=== Short task ===
Repeat the records below word for word, leaving out the pictures.

=== Material shown ===
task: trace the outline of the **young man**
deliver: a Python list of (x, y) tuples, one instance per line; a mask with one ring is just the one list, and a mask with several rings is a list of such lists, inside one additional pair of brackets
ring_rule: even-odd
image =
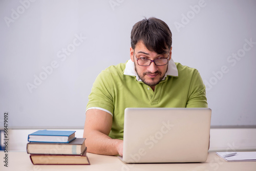
[(103, 71), (89, 95), (83, 133), (88, 152), (122, 156), (126, 108), (208, 106), (198, 71), (172, 59), (165, 23), (144, 19), (133, 26), (131, 38), (130, 60)]

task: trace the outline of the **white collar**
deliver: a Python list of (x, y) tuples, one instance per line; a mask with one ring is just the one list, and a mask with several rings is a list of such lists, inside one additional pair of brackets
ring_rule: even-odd
[[(135, 71), (135, 67), (134, 66), (134, 62), (130, 59), (126, 63), (125, 66), (125, 69), (123, 72), (123, 74), (130, 76), (135, 76), (136, 77), (136, 79), (139, 81), (142, 81), (139, 78), (139, 76), (137, 74), (137, 72)], [(163, 80), (164, 80), (167, 75), (178, 77), (178, 69), (177, 69), (176, 65), (174, 62), (172, 58), (169, 60), (169, 65), (168, 66), (168, 70), (165, 73)]]

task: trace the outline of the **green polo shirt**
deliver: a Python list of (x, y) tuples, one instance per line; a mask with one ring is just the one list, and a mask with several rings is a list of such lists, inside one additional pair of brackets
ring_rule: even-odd
[(198, 70), (171, 59), (165, 75), (153, 91), (136, 76), (131, 60), (111, 66), (96, 78), (87, 110), (97, 109), (112, 115), (112, 127), (109, 136), (122, 139), (126, 108), (208, 107), (205, 87)]

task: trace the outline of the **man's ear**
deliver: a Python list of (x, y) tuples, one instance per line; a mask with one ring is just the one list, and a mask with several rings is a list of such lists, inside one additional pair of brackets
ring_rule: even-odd
[(173, 49), (173, 47), (170, 47), (170, 51), (169, 52), (169, 60), (172, 58), (172, 50)]
[(132, 60), (132, 61), (134, 62), (134, 60), (133, 59), (134, 53), (134, 49), (132, 47), (130, 48), (130, 57), (131, 58), (131, 60)]

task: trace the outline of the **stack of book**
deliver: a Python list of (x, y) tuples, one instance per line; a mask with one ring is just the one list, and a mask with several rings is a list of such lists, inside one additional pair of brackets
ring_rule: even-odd
[(27, 152), (33, 164), (90, 164), (85, 138), (75, 131), (39, 130), (28, 136)]

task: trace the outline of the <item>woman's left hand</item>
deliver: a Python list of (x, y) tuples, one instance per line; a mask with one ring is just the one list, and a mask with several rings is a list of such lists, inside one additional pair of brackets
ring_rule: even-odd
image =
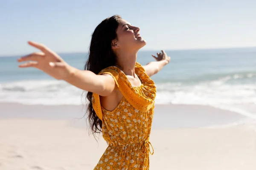
[(162, 61), (162, 60), (166, 60), (167, 62), (167, 63), (169, 63), (171, 60), (171, 57), (169, 56), (167, 56), (167, 54), (166, 53), (163, 51), (161, 50), (162, 53), (157, 53), (157, 57), (154, 56), (154, 55), (152, 55), (154, 58), (157, 60), (157, 61)]

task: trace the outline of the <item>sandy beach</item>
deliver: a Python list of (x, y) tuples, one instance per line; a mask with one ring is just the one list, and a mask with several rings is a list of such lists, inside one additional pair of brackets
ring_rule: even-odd
[[(83, 114), (81, 106), (0, 104), (0, 169), (93, 169), (107, 145), (88, 135), (84, 119), (73, 119)], [(168, 105), (157, 105), (154, 116), (150, 169), (255, 169), (256, 125), (224, 125), (241, 116)]]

=== Result for this task ===
task: trace the outline of the **young man**
deliver: a Python list of (x, y) tuples, one instance per line; a mask with one ring is just the one list, and a mask with several rings is a list of such lists, inside one additional pair of brackets
ring_rule: even-odd
image =
[(103, 71), (89, 95), (83, 133), (88, 152), (122, 156), (126, 108), (208, 106), (198, 71), (172, 59), (165, 23), (144, 19), (133, 26), (131, 38), (130, 60)]

task: trace the outline of the **white collar**
deliver: a Python list of (x, y) tuples, one instance per line; a mask with one ring is just the one list, and a mask with several rings is a list of such lists, inside one additional pair of brackets
ring_rule: even-odd
[[(135, 71), (135, 67), (134, 66), (134, 62), (130, 59), (126, 63), (125, 66), (125, 69), (123, 72), (123, 74), (130, 76), (135, 76), (136, 77), (136, 79), (139, 81), (142, 81), (139, 78), (139, 76), (137, 74), (137, 72)], [(163, 80), (164, 80), (167, 75), (178, 77), (178, 69), (177, 69), (176, 65), (174, 62), (172, 58), (169, 60), (169, 65), (168, 66), (168, 70), (165, 73)]]

task: trace the outline of the **green polo shirt**
deliver: a Python list of (x, y) tuples, one instance per line; a mask with one ring is just the one list, and a mask with several rings is a list of such lists, inside one additional pair of brackets
ring_rule: even-odd
[(198, 70), (171, 59), (165, 75), (153, 91), (136, 76), (131, 60), (111, 66), (96, 78), (87, 110), (97, 109), (112, 115), (112, 127), (109, 136), (122, 139), (126, 108), (208, 107), (205, 87)]

task: trace the outline of the **man's ear**
deliver: a Python list of (x, y) tuples, one instance per line; a mask with one ring is just the one list, and a mask with several rings is a list of such lists, inside one additional pair of brackets
ring_rule: even-odd
[(173, 49), (173, 47), (170, 47), (170, 51), (169, 52), (169, 60), (172, 58), (172, 50)]
[(132, 60), (132, 61), (134, 62), (134, 60), (133, 59), (134, 53), (134, 49), (132, 47), (130, 48), (130, 57), (131, 58), (131, 60)]

task: trace the outline of the **stack of book**
deliver: a Python list of (x, y) tuples, one instance per line; a mask with one ring is just the one list, and a mask with several rings is a list of such lists, inside one additional pair of brackets
ring_rule: even-odd
[(27, 152), (33, 164), (90, 164), (85, 138), (75, 131), (39, 130), (28, 136)]

task: trace the outline of the <item>woman's left hand</item>
deliver: a Python list of (x, y) tuples, one instance per line; a mask with one ring is just the one list, and a mask with several rings is a list of such lists, inside one additional pair of brackets
ring_rule: even-odd
image =
[(162, 61), (162, 60), (166, 60), (167, 62), (167, 63), (169, 63), (171, 60), (171, 57), (169, 56), (167, 56), (167, 54), (166, 53), (163, 51), (161, 50), (162, 53), (157, 53), (157, 57), (154, 56), (154, 55), (152, 55), (154, 58), (157, 60), (157, 61)]

task: trace the outline of the <item>sandy beach</item>
deliver: a Python list of (x, y) tuples, one instance per line; a mask with one ring is just the one list, and a mask with several rings is a list of such lists, inside one additional pair of brackets
ring_rule: even-odd
[[(83, 114), (81, 106), (0, 104), (0, 169), (93, 169), (107, 145), (88, 135), (84, 119), (73, 119)], [(168, 105), (157, 105), (154, 116), (150, 169), (255, 169), (256, 125), (224, 125), (241, 116)]]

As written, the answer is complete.